→ Exercise requirements
Add 30 to every coordinate in the answers, starting with the line that contains "Tag one spot per instance of the shovel" and going on through the end of the records. Write out every line in that span again, including those without answers.

→ Provided data
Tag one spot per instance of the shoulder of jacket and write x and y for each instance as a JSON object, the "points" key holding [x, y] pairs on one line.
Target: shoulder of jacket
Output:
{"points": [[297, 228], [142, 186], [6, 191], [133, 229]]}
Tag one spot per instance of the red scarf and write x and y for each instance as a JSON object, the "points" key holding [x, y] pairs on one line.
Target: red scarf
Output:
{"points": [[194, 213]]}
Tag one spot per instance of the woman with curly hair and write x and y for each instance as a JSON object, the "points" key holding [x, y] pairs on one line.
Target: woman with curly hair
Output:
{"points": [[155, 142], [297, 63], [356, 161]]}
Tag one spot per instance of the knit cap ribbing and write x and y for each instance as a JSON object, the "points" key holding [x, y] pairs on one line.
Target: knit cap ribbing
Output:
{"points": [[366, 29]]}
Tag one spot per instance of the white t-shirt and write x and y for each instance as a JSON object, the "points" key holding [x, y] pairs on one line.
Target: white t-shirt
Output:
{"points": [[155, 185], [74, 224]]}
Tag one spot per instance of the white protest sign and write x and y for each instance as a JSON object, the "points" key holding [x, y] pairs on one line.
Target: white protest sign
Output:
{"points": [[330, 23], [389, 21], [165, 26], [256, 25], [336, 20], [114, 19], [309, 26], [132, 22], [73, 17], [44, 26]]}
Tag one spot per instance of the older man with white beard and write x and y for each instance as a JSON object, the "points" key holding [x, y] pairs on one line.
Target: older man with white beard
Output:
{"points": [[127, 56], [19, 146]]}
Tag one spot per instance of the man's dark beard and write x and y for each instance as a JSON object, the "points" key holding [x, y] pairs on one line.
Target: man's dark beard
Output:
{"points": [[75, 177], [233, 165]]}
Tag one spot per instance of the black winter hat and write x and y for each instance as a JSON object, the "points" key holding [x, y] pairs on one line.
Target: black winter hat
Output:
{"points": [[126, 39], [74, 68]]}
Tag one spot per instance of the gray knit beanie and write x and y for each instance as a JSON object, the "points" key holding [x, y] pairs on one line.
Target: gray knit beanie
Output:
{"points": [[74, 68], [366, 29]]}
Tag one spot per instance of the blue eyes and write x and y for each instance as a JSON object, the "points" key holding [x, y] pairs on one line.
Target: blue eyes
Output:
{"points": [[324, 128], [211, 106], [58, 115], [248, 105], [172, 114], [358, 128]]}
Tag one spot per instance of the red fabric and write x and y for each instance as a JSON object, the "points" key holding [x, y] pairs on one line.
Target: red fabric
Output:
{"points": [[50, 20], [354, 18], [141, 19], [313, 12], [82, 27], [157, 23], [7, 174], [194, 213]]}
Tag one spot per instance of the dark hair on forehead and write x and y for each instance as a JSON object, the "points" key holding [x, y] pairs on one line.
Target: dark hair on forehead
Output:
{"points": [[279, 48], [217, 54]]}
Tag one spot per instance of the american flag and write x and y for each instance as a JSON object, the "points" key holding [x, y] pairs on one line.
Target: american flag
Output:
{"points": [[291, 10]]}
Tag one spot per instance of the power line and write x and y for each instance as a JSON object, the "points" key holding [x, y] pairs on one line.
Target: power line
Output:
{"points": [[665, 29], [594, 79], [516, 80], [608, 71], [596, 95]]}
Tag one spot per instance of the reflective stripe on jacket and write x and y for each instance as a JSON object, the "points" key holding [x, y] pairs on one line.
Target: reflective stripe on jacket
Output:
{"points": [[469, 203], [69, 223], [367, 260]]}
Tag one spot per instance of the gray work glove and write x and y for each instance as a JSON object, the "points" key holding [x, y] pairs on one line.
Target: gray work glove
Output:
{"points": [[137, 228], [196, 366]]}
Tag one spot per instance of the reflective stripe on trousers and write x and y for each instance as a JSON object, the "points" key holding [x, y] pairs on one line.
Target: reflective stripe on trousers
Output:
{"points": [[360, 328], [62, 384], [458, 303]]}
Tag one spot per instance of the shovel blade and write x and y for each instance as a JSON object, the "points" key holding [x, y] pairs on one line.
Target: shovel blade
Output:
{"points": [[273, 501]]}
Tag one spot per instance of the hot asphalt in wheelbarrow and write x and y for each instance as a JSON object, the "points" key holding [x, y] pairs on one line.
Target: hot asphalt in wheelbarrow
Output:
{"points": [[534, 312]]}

→ Answer to the exercise
Tag one spot per instance of the shovel blade and write x and y for each instance as a JSON object, the "points" key holding [x, y] pairs on one line.
Target: shovel blade
Output:
{"points": [[303, 531]]}
Tag one spot per instance of the hot asphalt in wheelbarrow and write x and y for each instance as a JSON object, the "points" key holding [x, y] pairs on one line.
Target: hot asphalt in wheelbarrow
Output:
{"points": [[564, 342]]}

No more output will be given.